-- Opening Marker --

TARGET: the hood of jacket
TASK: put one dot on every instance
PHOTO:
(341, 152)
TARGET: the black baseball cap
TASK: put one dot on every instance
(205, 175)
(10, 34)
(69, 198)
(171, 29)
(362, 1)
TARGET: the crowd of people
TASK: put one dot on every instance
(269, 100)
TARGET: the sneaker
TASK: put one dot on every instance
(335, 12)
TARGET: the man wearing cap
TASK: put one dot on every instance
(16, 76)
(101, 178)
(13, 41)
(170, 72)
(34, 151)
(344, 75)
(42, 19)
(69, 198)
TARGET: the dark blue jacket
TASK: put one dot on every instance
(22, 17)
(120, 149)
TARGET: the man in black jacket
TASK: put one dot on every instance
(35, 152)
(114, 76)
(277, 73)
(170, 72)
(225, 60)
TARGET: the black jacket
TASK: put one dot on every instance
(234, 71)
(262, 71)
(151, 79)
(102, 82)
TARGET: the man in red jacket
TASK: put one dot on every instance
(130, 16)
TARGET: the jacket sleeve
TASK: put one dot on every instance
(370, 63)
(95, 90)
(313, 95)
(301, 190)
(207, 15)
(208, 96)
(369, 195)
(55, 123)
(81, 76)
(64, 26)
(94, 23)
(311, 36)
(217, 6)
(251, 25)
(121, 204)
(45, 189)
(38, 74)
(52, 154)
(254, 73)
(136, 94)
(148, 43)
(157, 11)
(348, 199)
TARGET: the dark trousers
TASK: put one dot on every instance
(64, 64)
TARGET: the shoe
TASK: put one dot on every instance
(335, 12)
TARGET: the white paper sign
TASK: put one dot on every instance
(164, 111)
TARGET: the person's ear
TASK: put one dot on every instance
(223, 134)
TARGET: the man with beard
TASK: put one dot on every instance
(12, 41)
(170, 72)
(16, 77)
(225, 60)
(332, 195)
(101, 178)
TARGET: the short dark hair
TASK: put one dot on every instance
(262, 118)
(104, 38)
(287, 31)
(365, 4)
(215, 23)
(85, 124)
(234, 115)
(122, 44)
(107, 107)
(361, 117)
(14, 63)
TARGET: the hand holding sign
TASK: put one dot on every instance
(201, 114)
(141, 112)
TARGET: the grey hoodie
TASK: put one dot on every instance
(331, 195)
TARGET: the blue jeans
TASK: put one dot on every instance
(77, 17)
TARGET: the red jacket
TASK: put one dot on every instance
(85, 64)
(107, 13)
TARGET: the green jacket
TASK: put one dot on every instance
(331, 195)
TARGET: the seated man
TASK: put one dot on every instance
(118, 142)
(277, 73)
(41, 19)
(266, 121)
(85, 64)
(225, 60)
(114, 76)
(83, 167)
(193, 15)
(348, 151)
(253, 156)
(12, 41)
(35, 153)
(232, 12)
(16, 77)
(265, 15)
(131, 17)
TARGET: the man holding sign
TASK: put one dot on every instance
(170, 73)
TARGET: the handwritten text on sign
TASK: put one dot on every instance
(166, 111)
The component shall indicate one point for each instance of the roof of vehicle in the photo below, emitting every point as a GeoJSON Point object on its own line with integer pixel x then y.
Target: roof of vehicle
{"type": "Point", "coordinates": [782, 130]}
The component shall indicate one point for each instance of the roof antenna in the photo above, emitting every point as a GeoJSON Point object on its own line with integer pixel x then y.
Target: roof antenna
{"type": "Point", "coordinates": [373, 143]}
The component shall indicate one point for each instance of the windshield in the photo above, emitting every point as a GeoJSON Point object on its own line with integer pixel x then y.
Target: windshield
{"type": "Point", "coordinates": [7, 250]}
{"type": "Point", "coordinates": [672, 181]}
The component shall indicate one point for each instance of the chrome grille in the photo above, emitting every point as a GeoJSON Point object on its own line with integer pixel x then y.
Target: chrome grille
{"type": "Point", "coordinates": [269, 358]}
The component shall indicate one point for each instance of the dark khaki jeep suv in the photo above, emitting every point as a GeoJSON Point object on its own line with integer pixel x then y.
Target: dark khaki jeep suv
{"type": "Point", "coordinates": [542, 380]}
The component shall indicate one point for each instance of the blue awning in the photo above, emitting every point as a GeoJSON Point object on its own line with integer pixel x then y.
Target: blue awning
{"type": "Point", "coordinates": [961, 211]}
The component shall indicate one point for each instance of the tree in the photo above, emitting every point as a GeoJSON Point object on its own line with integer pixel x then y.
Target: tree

-- Closing Marker --

### [Exercise brief]
Line by line, please copy the listing exactly.

### [Response to the exercise]
TARGET: the hood of jacket
TASK: put one dot on every instance
PHOTO:
(341, 152)
TARGET: the black baseball cap
TASK: put one dot on every instance
(205, 175)
(10, 34)
(69, 198)
(171, 29)
(362, 1)
TARGET: the crowd of people
TASK: put one dot on every instance
(269, 100)
TARGET: the sneaker
TASK: put one dot on every instance
(335, 12)
TARGET: the man wearing cap
TASK: put one dot on every instance
(16, 76)
(101, 178)
(13, 41)
(170, 72)
(34, 151)
(344, 75)
(42, 19)
(69, 198)
TARGET: the dark blue jacket
TASK: put one dot on every instance
(22, 17)
(120, 149)
TARGET: the man in black jacket
TASK: put one dot on every instance
(35, 152)
(114, 76)
(277, 73)
(170, 72)
(225, 60)
TARGET: the black jacket
TASK: put one dot on every instance
(234, 71)
(262, 71)
(151, 79)
(102, 82)
TARGET: the man in red jacket
TASK: put one dot on every instance
(130, 16)
TARGET: the jacket sleeve
TASK: put one dot on every instance
(370, 63)
(95, 90)
(313, 95)
(301, 190)
(207, 15)
(208, 96)
(369, 195)
(55, 123)
(81, 76)
(64, 26)
(94, 23)
(311, 36)
(217, 6)
(251, 25)
(121, 204)
(45, 189)
(38, 74)
(52, 154)
(254, 73)
(136, 94)
(148, 43)
(157, 11)
(348, 199)
TARGET: the dark trousers
TASK: put one dot on every instance
(64, 64)
TARGET: the shoe
TASK: put one dot on every instance
(335, 12)
TARGET: the white paper sign
TASK: put one dot on every instance
(164, 111)
TARGET: the person's ear
TASK: put one dot on every instance
(223, 134)
TARGET: the man with beard
TASK: put one dot on every instance
(12, 41)
(170, 72)
(16, 77)
(225, 60)
(332, 195)
(101, 178)
TARGET: the short dark hair
TASK: put one dot on every instance
(262, 118)
(104, 38)
(287, 31)
(365, 4)
(215, 23)
(85, 124)
(234, 115)
(122, 44)
(107, 107)
(361, 117)
(14, 63)
TARGET: the hand holding sign
TASK: put one dot on every instance
(201, 114)
(141, 112)
TARGET: the grey hoodie
TASK: put one dot on every instance
(331, 195)
TARGET: the blue jeans
TASK: put one dot on every instance
(77, 17)
TARGET: the red jacket
TASK: put one dot on every instance
(85, 64)
(107, 13)
TARGET: the green jacket
TASK: put one dot on every instance
(331, 195)
TARGET: the seated man
TASK: put one dot on every instance
(118, 142)
(277, 73)
(41, 19)
(266, 121)
(85, 64)
(225, 60)
(114, 76)
(83, 167)
(193, 15)
(348, 151)
(253, 156)
(12, 41)
(35, 153)
(232, 12)
(16, 77)
(265, 15)
(131, 17)
TARGET: the man holding sign
TASK: put one dot on every instance
(170, 73)
TARGET: the handwritten text on sign
TASK: put one dot on every instance
(166, 111)
The component shall indicate one point for each instance of the roof of vehicle in the photo below, emitting every point as a GeoJSON Point object on its own line with integer pixel x then y.
Target: roof of vehicle
{"type": "Point", "coordinates": [782, 130]}
The component shall indicate one point for each instance of the roof antenna in the photo above, emitting every point as a GeoJSON Point object on its own line with integer pixel x then y.
Target: roof antenna
{"type": "Point", "coordinates": [373, 143]}
The component shall indicate one point for each instance of the windshield in the photo above, emitting every point as a GeoJSON Point object on its own line with integer pixel x then y.
Target: windshield
{"type": "Point", "coordinates": [7, 250]}
{"type": "Point", "coordinates": [672, 181]}
The component shall indicate one point for each instance of the chrome grille in the photo above, emitting every point as a GeoJSON Point object on its own line with integer pixel x then y.
Target: chrome grille
{"type": "Point", "coordinates": [269, 358]}
The component shall indicate one point for each instance of the dark khaki jeep suv in the photo above, emitting every point as a GeoJSON Point object on its own line with integer pixel x then y.
Target: dark khaki jeep suv
{"type": "Point", "coordinates": [542, 380]}
The component shall indicate one point for each instance of the blue awning in the photo above, emitting every point as a GeoJSON Point object on its own line with integer pixel x then y.
Target: blue awning
{"type": "Point", "coordinates": [961, 211]}
The component shall indicate one point for each instance of the tree in the photo above, emitting every point as a GeoJSON Point object on its own line with integer pixel x then y.
Target: tree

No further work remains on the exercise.